• **Given problem**:
Word for word, repeat the lines of the records from the one containing "Objective — one point per instance of the welding" through the last line, both included.
### Entries shown
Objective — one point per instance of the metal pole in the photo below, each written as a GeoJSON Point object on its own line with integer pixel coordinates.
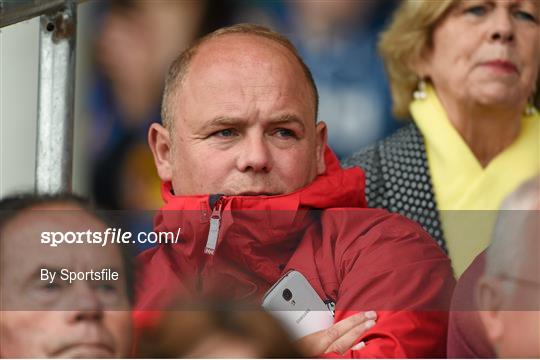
{"type": "Point", "coordinates": [54, 156]}
{"type": "Point", "coordinates": [14, 11]}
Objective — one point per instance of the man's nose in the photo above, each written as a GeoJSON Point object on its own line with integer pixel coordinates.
{"type": "Point", "coordinates": [87, 306]}
{"type": "Point", "coordinates": [254, 155]}
{"type": "Point", "coordinates": [502, 27]}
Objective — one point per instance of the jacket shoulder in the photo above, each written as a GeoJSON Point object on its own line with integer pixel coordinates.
{"type": "Point", "coordinates": [398, 178]}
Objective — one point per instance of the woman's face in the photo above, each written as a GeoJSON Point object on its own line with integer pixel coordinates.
{"type": "Point", "coordinates": [487, 52]}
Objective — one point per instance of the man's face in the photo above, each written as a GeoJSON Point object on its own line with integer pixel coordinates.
{"type": "Point", "coordinates": [57, 319]}
{"type": "Point", "coordinates": [243, 122]}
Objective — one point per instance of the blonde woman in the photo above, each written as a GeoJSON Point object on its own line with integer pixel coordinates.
{"type": "Point", "coordinates": [466, 73]}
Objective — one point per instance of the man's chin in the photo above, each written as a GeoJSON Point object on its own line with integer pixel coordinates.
{"type": "Point", "coordinates": [85, 351]}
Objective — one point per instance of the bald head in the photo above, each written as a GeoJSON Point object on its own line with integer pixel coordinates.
{"type": "Point", "coordinates": [261, 36]}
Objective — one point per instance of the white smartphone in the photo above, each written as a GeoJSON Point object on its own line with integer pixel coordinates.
{"type": "Point", "coordinates": [297, 305]}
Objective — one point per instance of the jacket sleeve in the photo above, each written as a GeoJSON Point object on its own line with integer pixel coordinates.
{"type": "Point", "coordinates": [389, 264]}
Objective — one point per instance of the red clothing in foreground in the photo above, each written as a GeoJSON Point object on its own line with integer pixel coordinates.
{"type": "Point", "coordinates": [363, 259]}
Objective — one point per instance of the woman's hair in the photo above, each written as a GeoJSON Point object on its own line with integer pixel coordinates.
{"type": "Point", "coordinates": [409, 35]}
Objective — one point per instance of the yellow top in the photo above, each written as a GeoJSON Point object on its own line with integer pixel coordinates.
{"type": "Point", "coordinates": [461, 183]}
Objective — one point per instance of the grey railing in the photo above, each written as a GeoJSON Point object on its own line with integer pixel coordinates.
{"type": "Point", "coordinates": [56, 88]}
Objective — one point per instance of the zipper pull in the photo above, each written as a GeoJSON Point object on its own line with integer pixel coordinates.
{"type": "Point", "coordinates": [213, 232]}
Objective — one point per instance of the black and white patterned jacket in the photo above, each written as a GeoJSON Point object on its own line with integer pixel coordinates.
{"type": "Point", "coordinates": [398, 178]}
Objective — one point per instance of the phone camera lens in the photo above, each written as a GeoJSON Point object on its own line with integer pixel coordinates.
{"type": "Point", "coordinates": [287, 294]}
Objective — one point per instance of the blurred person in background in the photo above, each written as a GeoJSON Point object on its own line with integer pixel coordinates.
{"type": "Point", "coordinates": [337, 40]}
{"type": "Point", "coordinates": [475, 128]}
{"type": "Point", "coordinates": [513, 251]}
{"type": "Point", "coordinates": [216, 329]}
{"type": "Point", "coordinates": [508, 295]}
{"type": "Point", "coordinates": [51, 317]}
{"type": "Point", "coordinates": [136, 42]}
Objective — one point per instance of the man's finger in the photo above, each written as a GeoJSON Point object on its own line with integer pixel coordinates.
{"type": "Point", "coordinates": [349, 339]}
{"type": "Point", "coordinates": [336, 331]}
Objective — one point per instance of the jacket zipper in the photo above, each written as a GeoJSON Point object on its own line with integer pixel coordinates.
{"type": "Point", "coordinates": [213, 232]}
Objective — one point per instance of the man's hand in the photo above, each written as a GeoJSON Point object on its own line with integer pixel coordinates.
{"type": "Point", "coordinates": [338, 338]}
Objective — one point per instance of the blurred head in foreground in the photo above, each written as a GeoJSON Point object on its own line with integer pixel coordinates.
{"type": "Point", "coordinates": [216, 329]}
{"type": "Point", "coordinates": [509, 293]}
{"type": "Point", "coordinates": [42, 316]}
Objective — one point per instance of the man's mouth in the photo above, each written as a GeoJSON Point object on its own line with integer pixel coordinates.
{"type": "Point", "coordinates": [85, 350]}
{"type": "Point", "coordinates": [503, 66]}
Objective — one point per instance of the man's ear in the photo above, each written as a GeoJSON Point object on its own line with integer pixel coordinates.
{"type": "Point", "coordinates": [160, 144]}
{"type": "Point", "coordinates": [489, 300]}
{"type": "Point", "coordinates": [322, 137]}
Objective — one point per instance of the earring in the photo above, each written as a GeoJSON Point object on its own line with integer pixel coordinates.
{"type": "Point", "coordinates": [530, 110]}
{"type": "Point", "coordinates": [420, 93]}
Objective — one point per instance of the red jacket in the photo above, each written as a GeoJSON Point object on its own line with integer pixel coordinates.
{"type": "Point", "coordinates": [363, 259]}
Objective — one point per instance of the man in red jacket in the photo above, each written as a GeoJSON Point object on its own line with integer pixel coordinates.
{"type": "Point", "coordinates": [254, 191]}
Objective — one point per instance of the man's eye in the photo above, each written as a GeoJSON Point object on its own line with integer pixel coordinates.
{"type": "Point", "coordinates": [477, 10]}
{"type": "Point", "coordinates": [285, 133]}
{"type": "Point", "coordinates": [225, 133]}
{"type": "Point", "coordinates": [523, 15]}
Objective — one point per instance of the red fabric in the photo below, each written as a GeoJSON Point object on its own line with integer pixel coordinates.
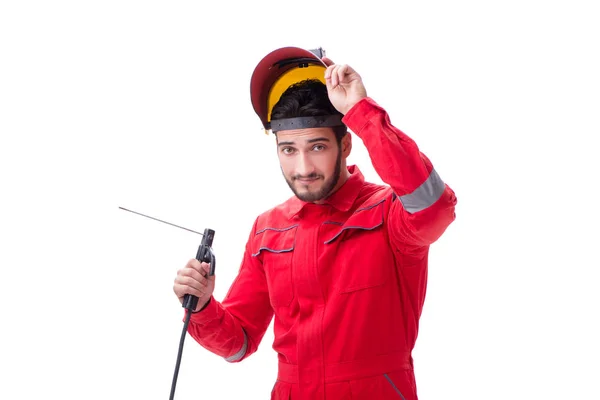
{"type": "Point", "coordinates": [345, 280]}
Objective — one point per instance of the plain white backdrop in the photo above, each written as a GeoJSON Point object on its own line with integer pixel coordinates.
{"type": "Point", "coordinates": [145, 105]}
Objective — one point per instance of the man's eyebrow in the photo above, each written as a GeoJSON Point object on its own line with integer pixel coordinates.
{"type": "Point", "coordinates": [319, 139]}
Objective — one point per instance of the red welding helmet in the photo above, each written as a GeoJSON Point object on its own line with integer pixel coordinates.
{"type": "Point", "coordinates": [276, 72]}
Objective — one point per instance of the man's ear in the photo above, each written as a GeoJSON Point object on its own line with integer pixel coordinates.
{"type": "Point", "coordinates": [346, 144]}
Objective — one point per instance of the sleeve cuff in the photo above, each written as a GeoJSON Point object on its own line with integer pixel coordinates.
{"type": "Point", "coordinates": [210, 312]}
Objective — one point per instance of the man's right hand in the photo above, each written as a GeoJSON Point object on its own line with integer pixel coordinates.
{"type": "Point", "coordinates": [193, 279]}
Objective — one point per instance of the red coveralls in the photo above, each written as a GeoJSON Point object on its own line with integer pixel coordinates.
{"type": "Point", "coordinates": [345, 280]}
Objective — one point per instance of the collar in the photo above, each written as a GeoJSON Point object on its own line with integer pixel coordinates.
{"type": "Point", "coordinates": [342, 199]}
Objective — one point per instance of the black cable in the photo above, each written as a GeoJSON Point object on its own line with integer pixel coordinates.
{"type": "Point", "coordinates": [179, 353]}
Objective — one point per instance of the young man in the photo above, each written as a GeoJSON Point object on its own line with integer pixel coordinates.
{"type": "Point", "coordinates": [341, 265]}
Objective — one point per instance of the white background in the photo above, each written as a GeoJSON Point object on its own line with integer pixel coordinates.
{"type": "Point", "coordinates": [145, 105]}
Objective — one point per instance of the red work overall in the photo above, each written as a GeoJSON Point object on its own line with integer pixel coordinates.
{"type": "Point", "coordinates": [345, 280]}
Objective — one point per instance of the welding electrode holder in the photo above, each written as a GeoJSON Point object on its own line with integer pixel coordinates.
{"type": "Point", "coordinates": [204, 254]}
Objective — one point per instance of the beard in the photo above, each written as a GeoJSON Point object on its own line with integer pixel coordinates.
{"type": "Point", "coordinates": [325, 189]}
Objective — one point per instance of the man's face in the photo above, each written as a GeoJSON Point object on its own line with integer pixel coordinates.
{"type": "Point", "coordinates": [311, 162]}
######
• **Response to the task**:
Objective — one point per instance of the welding electrode holder in the photo above, each written as a GeoJSON Point object on its own line with integer pixel coordinates.
{"type": "Point", "coordinates": [204, 254]}
Objective — one point per instance of the beard in the photo above, each written as a GeoJSON Point object on its own line with integer pixel coordinates.
{"type": "Point", "coordinates": [325, 189]}
Objective — one point per instance of the man's face in the photo above, each written as a GeoJSON Point object on its own line with integer pixel coordinates.
{"type": "Point", "coordinates": [311, 162]}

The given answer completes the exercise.